───── Working data ─────

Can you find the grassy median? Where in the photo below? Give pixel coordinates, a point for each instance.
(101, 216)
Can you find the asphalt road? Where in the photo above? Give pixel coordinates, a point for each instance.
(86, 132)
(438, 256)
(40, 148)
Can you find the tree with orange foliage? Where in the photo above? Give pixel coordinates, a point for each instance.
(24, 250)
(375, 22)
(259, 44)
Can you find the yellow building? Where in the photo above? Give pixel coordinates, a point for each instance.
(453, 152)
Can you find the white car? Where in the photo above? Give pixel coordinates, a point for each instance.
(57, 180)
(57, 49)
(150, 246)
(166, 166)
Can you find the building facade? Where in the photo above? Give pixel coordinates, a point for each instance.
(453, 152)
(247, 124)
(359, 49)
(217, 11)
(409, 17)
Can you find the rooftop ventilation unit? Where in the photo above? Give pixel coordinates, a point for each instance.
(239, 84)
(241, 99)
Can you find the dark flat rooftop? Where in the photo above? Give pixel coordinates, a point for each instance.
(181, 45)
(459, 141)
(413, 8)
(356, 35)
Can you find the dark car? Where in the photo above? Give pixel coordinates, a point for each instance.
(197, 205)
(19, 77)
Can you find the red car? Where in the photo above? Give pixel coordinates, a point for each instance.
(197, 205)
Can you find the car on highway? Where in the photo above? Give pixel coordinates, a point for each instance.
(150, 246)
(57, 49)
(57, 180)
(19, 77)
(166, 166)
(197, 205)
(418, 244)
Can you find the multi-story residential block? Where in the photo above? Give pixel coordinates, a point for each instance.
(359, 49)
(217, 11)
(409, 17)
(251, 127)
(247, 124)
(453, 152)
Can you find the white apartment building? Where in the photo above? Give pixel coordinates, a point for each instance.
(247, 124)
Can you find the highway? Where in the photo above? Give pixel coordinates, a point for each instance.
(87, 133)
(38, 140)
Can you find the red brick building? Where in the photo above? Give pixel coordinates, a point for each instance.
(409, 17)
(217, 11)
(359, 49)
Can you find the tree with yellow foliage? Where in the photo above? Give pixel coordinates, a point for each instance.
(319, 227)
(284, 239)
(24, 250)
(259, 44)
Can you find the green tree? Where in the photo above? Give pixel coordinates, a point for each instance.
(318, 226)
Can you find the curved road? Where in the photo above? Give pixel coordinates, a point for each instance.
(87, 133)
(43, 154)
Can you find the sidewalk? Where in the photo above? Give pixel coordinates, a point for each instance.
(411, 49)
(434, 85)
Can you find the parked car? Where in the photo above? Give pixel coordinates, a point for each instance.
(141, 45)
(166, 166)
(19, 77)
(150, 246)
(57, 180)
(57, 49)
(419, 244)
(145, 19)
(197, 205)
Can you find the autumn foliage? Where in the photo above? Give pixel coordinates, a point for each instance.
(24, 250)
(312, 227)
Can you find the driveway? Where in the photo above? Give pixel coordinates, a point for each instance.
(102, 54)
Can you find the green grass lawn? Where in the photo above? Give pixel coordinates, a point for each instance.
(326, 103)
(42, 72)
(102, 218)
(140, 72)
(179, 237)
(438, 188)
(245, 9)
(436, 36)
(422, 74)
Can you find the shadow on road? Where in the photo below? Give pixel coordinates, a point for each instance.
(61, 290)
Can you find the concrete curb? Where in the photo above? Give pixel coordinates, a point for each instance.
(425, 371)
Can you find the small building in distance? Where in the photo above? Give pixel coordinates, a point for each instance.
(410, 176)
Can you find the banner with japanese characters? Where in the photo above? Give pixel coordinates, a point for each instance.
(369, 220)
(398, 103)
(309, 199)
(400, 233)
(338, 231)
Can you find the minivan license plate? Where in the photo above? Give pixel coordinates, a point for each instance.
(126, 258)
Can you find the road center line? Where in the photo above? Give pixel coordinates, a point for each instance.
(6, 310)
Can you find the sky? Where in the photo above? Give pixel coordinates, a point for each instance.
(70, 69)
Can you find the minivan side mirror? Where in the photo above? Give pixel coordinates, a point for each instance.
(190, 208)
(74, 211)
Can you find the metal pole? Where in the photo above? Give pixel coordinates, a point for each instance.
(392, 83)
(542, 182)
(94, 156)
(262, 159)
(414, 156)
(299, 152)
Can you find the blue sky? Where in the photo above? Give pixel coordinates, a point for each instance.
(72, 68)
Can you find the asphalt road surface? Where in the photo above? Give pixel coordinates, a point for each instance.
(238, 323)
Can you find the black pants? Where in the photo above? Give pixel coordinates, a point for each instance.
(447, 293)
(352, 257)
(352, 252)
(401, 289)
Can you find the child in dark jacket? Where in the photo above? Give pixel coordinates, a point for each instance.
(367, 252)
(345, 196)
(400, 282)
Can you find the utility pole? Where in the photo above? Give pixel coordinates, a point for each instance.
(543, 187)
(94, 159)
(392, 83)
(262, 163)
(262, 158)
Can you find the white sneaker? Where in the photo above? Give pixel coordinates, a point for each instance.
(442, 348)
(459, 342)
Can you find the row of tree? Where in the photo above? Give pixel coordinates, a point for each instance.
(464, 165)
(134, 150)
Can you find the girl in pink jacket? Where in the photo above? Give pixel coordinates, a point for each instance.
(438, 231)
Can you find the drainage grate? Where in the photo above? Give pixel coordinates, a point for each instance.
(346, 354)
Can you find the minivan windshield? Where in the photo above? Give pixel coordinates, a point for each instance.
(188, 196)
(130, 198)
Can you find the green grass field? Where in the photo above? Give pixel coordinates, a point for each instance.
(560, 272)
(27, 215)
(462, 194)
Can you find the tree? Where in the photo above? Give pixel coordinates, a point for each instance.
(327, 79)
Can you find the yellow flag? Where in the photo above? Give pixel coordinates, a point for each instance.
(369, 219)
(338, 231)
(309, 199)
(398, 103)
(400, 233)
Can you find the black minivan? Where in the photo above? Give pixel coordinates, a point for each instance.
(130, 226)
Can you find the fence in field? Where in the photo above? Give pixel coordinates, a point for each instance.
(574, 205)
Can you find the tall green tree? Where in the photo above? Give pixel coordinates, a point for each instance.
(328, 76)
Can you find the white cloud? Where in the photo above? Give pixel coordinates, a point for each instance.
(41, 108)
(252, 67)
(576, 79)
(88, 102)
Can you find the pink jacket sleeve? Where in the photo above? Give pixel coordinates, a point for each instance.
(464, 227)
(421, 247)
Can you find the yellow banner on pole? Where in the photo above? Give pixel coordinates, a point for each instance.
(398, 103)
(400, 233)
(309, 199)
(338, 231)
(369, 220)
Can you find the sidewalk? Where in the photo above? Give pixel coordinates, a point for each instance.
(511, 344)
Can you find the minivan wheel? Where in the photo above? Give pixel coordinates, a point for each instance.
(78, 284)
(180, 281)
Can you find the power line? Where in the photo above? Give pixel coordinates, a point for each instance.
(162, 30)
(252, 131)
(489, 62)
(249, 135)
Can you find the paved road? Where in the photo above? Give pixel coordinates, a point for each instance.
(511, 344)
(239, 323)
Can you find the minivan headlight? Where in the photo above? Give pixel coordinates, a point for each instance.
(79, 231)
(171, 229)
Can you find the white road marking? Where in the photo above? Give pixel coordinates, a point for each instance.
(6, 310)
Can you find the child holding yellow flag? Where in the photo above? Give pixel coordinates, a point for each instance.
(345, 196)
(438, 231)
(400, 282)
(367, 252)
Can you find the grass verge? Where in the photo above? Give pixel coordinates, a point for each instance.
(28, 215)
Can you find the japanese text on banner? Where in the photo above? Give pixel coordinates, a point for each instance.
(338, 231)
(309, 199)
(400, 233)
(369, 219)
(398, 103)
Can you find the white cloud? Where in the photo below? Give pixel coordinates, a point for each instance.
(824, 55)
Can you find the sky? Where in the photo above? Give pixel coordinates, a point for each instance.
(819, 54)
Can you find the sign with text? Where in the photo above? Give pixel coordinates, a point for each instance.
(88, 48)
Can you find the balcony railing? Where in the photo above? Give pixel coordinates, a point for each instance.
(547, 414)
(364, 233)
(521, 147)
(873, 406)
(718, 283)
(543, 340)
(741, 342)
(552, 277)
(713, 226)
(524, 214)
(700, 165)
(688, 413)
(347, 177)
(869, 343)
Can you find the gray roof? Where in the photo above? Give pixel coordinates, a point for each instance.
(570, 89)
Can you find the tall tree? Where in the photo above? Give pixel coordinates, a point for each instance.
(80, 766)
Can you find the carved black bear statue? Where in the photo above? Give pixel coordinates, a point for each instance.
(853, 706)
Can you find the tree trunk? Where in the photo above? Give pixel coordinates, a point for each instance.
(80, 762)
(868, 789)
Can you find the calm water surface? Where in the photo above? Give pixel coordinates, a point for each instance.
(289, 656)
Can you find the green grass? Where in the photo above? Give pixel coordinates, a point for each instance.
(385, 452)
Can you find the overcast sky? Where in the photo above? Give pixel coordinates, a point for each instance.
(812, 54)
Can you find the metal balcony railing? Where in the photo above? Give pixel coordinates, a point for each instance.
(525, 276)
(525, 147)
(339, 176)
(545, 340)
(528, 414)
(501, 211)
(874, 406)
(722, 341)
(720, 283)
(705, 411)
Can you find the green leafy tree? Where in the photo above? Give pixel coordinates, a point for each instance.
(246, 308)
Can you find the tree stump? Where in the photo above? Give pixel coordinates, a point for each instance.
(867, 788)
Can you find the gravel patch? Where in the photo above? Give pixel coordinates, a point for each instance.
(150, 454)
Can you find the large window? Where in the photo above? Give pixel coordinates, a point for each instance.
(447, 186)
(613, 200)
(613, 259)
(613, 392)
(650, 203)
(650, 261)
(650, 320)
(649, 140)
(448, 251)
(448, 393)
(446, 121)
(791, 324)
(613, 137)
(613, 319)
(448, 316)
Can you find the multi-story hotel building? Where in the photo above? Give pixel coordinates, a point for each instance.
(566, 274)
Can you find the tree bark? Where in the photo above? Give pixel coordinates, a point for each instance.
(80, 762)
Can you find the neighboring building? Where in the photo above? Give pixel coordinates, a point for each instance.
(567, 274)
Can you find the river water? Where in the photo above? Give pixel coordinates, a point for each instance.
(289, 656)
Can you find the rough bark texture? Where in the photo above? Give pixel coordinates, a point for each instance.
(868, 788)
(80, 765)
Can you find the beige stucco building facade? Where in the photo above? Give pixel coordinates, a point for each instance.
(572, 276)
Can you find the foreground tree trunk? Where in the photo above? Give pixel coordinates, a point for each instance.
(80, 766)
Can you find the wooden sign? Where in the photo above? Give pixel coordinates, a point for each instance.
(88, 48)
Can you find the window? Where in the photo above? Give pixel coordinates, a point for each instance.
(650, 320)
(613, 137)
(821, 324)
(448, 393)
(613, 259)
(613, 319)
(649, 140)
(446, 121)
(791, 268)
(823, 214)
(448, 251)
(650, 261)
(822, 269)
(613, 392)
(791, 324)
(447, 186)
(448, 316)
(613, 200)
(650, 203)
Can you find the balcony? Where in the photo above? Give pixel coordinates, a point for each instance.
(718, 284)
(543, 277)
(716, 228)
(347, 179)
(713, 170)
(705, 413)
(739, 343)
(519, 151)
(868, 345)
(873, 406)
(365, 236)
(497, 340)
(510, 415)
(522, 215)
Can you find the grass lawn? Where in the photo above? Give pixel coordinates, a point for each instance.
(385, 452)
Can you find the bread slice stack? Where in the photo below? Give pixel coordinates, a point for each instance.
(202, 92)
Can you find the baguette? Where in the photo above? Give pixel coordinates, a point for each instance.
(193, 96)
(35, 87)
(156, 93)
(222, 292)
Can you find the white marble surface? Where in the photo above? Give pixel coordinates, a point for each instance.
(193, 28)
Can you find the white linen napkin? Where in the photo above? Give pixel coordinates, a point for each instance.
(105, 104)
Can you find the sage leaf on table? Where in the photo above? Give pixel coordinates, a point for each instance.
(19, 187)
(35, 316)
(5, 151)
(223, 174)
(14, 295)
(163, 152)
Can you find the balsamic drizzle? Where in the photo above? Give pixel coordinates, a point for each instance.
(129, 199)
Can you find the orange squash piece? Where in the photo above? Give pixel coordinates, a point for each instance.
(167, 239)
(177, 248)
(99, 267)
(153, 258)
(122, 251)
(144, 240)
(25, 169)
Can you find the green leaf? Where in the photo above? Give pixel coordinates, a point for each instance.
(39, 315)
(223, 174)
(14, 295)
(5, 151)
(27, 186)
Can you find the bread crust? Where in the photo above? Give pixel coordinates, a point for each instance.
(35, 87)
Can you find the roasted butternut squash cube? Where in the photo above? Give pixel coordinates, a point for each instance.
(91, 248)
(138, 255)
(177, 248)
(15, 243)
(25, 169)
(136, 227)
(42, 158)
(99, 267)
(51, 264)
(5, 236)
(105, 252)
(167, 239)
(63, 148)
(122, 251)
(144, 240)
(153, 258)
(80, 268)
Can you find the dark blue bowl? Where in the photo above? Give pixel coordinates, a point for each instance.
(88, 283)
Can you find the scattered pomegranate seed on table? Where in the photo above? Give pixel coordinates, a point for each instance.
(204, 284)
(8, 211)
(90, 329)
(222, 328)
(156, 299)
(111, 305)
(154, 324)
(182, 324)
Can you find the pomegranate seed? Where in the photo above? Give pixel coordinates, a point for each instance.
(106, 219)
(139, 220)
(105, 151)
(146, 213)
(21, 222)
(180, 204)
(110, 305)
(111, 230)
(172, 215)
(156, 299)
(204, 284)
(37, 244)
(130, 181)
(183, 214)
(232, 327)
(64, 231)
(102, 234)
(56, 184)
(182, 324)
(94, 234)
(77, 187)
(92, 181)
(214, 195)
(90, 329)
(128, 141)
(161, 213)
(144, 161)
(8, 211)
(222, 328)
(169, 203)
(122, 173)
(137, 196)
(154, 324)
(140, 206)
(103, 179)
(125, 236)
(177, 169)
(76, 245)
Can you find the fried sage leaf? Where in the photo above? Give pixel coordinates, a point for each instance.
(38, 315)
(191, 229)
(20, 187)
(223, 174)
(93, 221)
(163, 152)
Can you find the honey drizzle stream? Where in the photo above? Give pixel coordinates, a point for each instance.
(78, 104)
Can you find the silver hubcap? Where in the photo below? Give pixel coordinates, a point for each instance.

─────

▸ **Work to be completed**:
Go back to the data above and please quote exactly, and only, the lines from the line with "Can you find the dark blue" through its last line.

▸ **Output for this task**:
Can you find the dark blue bowl? Where in the photo above? Give pixel coordinates, a point for each instance.
(88, 283)
Can you find the scattered pomegranate seed on table? Where in the photo above? Give pixel coordinates, a point for each instance.
(204, 284)
(8, 211)
(90, 329)
(222, 328)
(156, 299)
(111, 305)
(154, 324)
(182, 324)
Can you find the pomegranate seed? Where in the photo above? Give pixel coordinates, a point for each instance.
(106, 219)
(139, 220)
(105, 151)
(146, 213)
(21, 222)
(180, 204)
(110, 305)
(111, 230)
(172, 215)
(156, 299)
(204, 284)
(37, 244)
(130, 181)
(183, 214)
(232, 327)
(64, 231)
(102, 234)
(56, 184)
(182, 324)
(94, 234)
(77, 187)
(92, 181)
(214, 195)
(90, 329)
(128, 141)
(161, 213)
(144, 161)
(8, 211)
(222, 328)
(169, 203)
(122, 173)
(137, 196)
(154, 324)
(140, 206)
(103, 179)
(125, 236)
(177, 169)
(76, 245)
Can you find the fried sage leaf? Where in the photo above? Give pixel coordinates, a point for each instance.
(38, 315)
(191, 229)
(20, 187)
(223, 174)
(93, 221)
(163, 152)
Can you find the honey drizzle stream? Where in the photo above? Give pixel coordinates, a point for each instance.
(78, 104)
Can you find the silver hubcap? Where in the photo below? Give pixel coordinates, a point for each instance.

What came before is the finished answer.